===== Text segment

The batteries are fairly expensive


----------



## dannyn (Nov 9, 2007)

No problem guy.

The Acer Timeline is supposed to go 8 hours on that battery.

And Asus makes good motherboard I have never tried there laptops. One thing that I find a problem with Asus is a lot of there mombos are DOA.


----------



## aka Brett (Nov 25, 2008)

Acers many times have a good bang for the buck
I an not thrilled with their support however.

I had actually read an article regarding laptops and the failure rates for within 3 years of purchase...asus actually came in first place.{with the least failures}

I would like to point out that it wasnt by a huge margin and the graph was actually pretty tight ranging from roughly 17 to 25 percent failure rates for the brands.

I wouldnt let a brand particularly scare me away from a decision...as long as the unit fit my needs for the money...are happy with the looks etc.

I would however stay away from units that did not have efficient processors as these tend to drain the battery as well have a habit of running warmer


----------



## Elvandil (Aug 1, 2003)

If it's only for email and minor web surfing, you don't need a full-fledged machine. One of those Chinese netbooks for $29.95 allows web surfing, wireless connectivity, and email, as well as a few other things.


----------



## dannyn (Nov 9, 2007)

Elcandil is correct. But I hate reading my email and surfing the web on a screen the size of a dollar bill.


----------



## aka Brett (Nov 25, 2008)

dannyn said:


> Elcandil is correct. But I hate reading my email and surfing the web on a screen the size of a dollar bill.


A normal keyboard is also nice as well
I just cant bring myself to ever go under a 14 inch laptop


----------



## dannyn (Nov 9, 2007)

Good point brett.


----------



## Elvandil (Aug 1, 2003)

Here's one at Ebay. They really make them sound good, until you read the numbers:

http://cgi.ebay.com/7-Mini-Netbook-...QptZAU_Laptop_Accessories?hash=item3efc16664e

And here's one "starting at" $299.95. It has a whopping 128 MB's of RAM, and 2 GB's of storage space!

My friend bought one for her daughter. I bought it from her for $25, though I did really feel guilty. Really.

http://www.gadgetcraver.com/7inchwindowscemininetbookwithwifiandsdcardreader-p-304.html

When they price them so high, they sell a lot to people who think they are real netbooks because they cost just as much, and who don't know what all the specs mean. When my friend brought it to me to be "fixed", I told her that the problem with it was that it was working perfectly. 

They run Windows CE, maybe the same OS that runs your washing machine.


----------



## guy2 (Apr 30, 2009)

Are these cheap machines upgradeable?

==========
===== Source excerpt

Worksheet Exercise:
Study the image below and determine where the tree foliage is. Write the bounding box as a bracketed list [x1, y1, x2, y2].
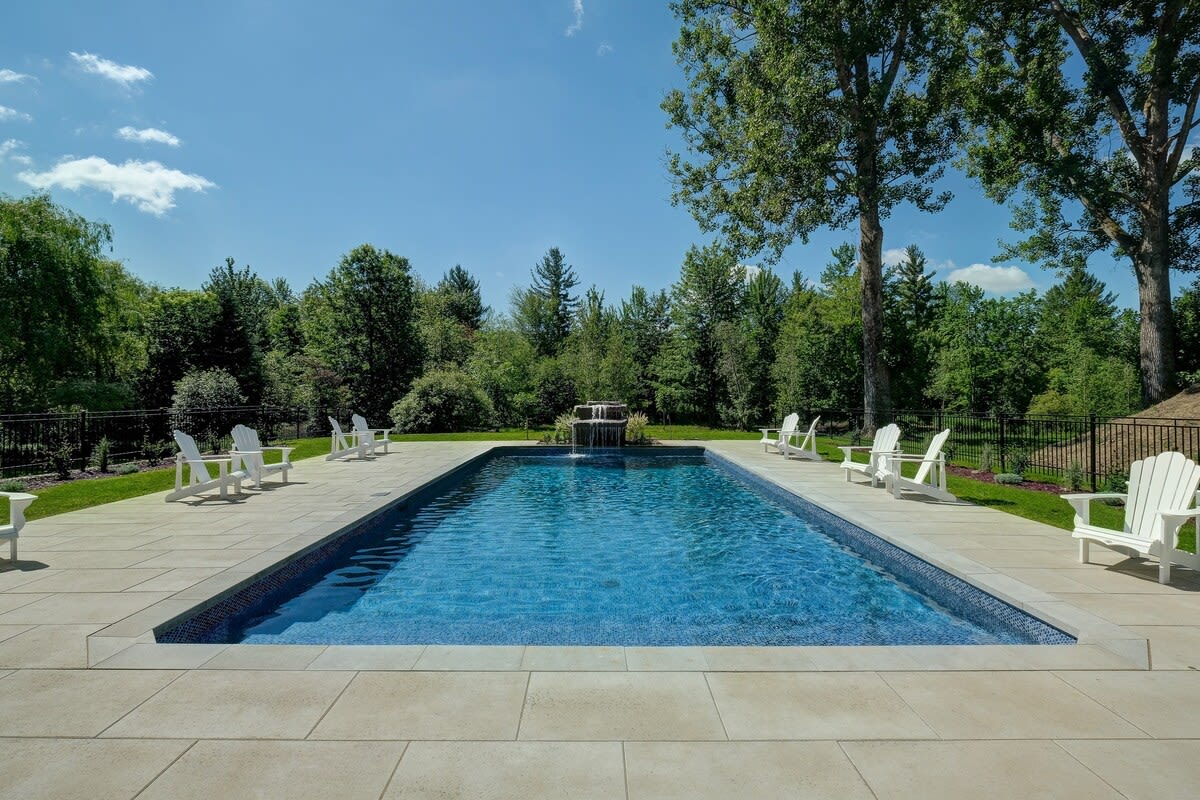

==========

Stated problem 1 → Name every username that heads a post in the laptop forum thread, each listed once.
Stated problem 2 → In the laptop forum thread, what range of failure rates did the article's graph show for the brands?
Stated problem 3 → Write the next part of the laptop forum thread, following its final post.

Right answer 1 → dannyn, aka Brett, Elvandil, guy2

Right answer 2 → Roughly 17 to 25 percent.

Right answer 3 →
I wouldn't mind buying one for a carry around ,looking at formulas and such.

7inch would be good for glancing at i guess and getting dirty

XO LAPTOP is what is was thinking

http://shop.ebay.com/?_from=R40&_trksid=p3907.m38.l1313&_nkw=XO+LAPTOP++&_sacat=See-All-Categories


----------



## aka Brett (Nov 25, 2008)

> Good point brett.


I use a 15...but will settle for a 14
Here is a 15 inch dell great specs for the price


----------



## Elvandil (Aug 1, 2003)

guy2 said:


> Are these cheap machines upgradeable?
> 
> I wouldn't mind buying one for a carry around ,looking at formulas and such.
> 
> ...


The 7" Chinese ones can have more storage on SD cards. There are 3 USB ports, but one is to connect to as PC for synching addresses. But the OS is on a chip and can't be changed. And though they say you can watch YouTube, not true. There is no Flash for Windows CE.

The trouble with these is that for just about the same price, you can get a "real" netbook, which is really a laptop with no optical drive, for the same price.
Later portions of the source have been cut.